In the ViZDoom reading, start at "Enemies can be" and end after "most Atari games.", then write that passage out again, substituting "pillars" for "walls".

SELECTED EXTRACT
+===+

Deep Reinforcement Learning · Visual Reinforcement Learning

ViZDoom and 3D Visual RL

11 min read
By the end of this reading you will be able to:
  • Compare ViZDoom to Atari as a benchmark: identify what makes 3D first-person environments harder and what additional skills agents must learn
  • Order ViZDoom's built-in scenarios by difficulty and identify the key skill each scenario isolates
  • Explain why ViZDoom Deathmatch requires significantly more training steps and more capable architectures than Basic or DefendCenter

Why ViZDoom?

Atari established that CNNs can learn to play 2D games from pixels. ViZDoom (Kempka et al., 2016) asks the harder question: can agents learn in 3D, first-person, partially observable environments?

The Doom game engine provides:

  • Fully configurable scenarios (maps, enemies, rewards, available weapons)
  • First-person 3D rendering with genuine depth, perspective, and occlusion
  • Deterministic or stochastic enemy behaviour
  • A Python API for programmatic control
  • A Gymnasium wrapper registering environments as VizdoomXxx-v1

The gap between Atari and ViZDoom is the gap between a flat sprite game and a real 3D world — and it turns out to be large.

What 3D Adds Over Atari

Depth and Perspective

In Atari, objects are sprites at fixed screen positions. In Doom, a monster at distance 10 units appears larger and higher in the frame than the same monster at distance 50 units. The agent must learn that apparent size encodes distance — a form of 3D reasoning implicit in the visual input.

Genuine Occlusion

Enemies can be fully hidden behind walls and only reveal themselves when the agent (or enemy) moves. A single frame provides zero information about occluded objects. Frame stacking helps only if occlusion is brief — longer occlusion requires memory.

Active Exploration

Atari games present all relevant information on screen at all times. Many ViZDoom scenarios require the agent to turn and search to find enemies or goals. This introduces an exploration component that doesn't exist in most Atari games.

Moving through 3D space with a consistent heading requires integrating a sequence of actions. The agent must learn that a sequence of TURN_LEFT actions rotates it to face a new direction — a spatial reasoning problem absent from Atari.

+===+

DATA LINES

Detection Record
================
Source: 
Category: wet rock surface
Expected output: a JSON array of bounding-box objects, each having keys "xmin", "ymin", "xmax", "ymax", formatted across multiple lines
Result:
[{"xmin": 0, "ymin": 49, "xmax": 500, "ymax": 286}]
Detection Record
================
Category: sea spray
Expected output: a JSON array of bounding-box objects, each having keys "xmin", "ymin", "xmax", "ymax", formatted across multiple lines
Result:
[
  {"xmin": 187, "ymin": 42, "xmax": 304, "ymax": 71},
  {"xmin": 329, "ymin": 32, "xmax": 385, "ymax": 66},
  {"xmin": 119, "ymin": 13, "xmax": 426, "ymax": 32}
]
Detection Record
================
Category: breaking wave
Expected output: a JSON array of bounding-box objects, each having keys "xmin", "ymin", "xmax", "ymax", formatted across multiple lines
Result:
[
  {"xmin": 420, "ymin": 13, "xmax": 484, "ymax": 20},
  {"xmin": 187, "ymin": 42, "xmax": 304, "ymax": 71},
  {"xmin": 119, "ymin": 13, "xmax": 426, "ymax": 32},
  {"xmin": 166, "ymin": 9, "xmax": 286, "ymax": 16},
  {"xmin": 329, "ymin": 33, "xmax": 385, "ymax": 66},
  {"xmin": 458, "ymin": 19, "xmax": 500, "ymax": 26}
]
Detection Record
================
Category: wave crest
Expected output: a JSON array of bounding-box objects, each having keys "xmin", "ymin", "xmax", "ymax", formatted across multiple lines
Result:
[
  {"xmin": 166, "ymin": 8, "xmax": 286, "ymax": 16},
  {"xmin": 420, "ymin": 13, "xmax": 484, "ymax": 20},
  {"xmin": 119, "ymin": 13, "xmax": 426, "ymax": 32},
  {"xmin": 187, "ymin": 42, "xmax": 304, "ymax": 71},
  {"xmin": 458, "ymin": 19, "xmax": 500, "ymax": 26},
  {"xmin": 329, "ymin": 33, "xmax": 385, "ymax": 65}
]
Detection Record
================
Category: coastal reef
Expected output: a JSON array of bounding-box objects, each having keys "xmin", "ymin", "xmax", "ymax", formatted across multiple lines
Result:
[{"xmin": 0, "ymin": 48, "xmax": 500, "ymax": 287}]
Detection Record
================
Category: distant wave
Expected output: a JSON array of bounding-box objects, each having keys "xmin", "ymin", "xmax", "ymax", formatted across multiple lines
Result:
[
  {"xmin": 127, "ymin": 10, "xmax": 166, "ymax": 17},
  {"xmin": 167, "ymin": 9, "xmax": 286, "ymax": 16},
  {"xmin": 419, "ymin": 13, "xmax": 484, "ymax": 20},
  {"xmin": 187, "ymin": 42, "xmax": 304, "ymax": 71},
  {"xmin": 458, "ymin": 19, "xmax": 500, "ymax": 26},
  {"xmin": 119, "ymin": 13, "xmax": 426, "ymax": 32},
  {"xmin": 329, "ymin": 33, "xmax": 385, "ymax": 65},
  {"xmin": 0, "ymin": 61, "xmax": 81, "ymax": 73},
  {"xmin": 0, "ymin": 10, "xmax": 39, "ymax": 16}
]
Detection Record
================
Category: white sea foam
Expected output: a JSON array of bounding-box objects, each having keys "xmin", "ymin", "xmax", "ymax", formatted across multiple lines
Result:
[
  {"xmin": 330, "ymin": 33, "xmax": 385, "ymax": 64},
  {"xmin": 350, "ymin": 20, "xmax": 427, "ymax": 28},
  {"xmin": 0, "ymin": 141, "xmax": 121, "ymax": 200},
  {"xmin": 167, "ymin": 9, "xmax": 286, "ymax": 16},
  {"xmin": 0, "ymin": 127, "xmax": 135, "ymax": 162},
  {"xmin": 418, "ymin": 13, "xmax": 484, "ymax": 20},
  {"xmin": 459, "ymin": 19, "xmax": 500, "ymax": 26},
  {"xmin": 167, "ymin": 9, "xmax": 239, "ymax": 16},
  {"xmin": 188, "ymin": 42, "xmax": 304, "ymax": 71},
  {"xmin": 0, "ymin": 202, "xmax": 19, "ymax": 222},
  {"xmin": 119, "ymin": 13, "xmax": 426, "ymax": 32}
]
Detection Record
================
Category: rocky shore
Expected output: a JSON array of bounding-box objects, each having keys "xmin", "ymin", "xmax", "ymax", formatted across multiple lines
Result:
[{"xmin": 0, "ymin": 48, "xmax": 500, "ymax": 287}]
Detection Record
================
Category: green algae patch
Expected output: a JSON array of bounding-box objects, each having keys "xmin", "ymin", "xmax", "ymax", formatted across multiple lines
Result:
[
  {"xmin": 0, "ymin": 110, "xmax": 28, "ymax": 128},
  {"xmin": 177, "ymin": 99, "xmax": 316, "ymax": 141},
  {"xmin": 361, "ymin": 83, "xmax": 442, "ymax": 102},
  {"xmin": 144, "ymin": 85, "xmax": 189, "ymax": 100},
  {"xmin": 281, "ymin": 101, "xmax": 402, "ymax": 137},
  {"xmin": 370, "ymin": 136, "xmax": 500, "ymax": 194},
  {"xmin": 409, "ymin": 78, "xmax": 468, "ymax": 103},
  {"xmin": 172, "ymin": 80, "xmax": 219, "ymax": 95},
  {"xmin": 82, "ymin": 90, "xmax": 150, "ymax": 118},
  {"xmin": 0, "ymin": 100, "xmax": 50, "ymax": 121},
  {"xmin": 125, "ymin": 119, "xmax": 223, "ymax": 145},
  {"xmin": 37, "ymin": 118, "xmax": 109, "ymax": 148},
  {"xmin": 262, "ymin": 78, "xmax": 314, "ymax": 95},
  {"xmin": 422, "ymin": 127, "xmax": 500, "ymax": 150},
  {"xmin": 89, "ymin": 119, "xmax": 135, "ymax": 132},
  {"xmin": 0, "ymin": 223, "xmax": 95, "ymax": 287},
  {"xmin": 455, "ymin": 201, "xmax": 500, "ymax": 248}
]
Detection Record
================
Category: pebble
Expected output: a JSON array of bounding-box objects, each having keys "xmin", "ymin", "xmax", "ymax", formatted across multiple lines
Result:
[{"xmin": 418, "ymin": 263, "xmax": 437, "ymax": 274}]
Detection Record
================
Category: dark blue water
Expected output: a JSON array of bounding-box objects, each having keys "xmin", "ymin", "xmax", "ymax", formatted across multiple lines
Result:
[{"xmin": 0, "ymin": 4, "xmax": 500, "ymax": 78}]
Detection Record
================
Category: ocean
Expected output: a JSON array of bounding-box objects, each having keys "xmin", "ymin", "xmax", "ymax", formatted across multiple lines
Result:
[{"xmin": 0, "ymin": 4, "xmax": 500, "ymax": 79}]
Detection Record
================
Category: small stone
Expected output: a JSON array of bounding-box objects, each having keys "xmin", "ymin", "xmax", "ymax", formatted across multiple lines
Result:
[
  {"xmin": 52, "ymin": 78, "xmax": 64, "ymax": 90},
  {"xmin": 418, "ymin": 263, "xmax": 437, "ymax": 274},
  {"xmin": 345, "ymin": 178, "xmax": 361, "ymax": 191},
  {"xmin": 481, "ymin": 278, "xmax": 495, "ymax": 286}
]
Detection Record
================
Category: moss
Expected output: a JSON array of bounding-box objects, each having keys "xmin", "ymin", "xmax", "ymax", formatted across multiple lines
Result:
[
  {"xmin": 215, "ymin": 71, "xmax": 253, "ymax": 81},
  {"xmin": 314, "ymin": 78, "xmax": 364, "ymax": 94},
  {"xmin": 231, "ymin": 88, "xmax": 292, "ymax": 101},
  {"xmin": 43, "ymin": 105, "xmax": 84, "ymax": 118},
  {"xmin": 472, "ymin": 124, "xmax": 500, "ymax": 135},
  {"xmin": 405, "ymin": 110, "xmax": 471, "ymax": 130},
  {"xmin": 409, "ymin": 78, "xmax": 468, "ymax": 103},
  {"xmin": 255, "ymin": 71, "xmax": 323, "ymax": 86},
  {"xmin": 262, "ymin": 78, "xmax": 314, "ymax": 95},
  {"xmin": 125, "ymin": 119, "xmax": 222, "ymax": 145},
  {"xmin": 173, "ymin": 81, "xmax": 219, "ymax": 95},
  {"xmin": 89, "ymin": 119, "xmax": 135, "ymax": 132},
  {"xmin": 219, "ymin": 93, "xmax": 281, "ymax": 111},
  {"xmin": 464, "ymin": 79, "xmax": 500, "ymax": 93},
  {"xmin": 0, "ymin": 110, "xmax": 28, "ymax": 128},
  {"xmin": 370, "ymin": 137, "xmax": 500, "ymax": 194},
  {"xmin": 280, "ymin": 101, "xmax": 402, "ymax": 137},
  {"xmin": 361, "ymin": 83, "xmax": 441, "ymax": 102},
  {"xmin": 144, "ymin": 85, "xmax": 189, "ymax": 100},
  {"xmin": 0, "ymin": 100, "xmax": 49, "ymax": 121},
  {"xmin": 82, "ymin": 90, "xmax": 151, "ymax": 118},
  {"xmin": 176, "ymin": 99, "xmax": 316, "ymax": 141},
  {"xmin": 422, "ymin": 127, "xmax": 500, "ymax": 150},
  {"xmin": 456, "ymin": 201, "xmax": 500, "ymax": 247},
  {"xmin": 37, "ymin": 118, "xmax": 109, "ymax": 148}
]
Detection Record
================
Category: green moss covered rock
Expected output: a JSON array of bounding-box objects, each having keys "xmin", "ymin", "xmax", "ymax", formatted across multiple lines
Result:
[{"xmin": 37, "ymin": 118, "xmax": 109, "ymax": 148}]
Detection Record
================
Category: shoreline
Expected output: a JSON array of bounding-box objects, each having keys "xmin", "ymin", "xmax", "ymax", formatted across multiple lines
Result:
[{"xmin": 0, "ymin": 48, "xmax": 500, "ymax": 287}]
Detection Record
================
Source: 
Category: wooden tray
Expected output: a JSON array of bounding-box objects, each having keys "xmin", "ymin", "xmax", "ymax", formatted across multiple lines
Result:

+===+

WRITTEN SOLUTION
Enemies can be fully hidden behind pillars and only reveal themselves when the agent (or enemy) moves. A single frame provides zero information about occluded objects. Frame stacking helps only if occlusion is brief — longer occlusion requires memory.

Active Exploration

Atari games present all relevant information on screen at all times. Many ViZDoom scenarios require the agent to turn and search to find enemies or goals. This introduces an exploration component that doesn't exist in most Atari games.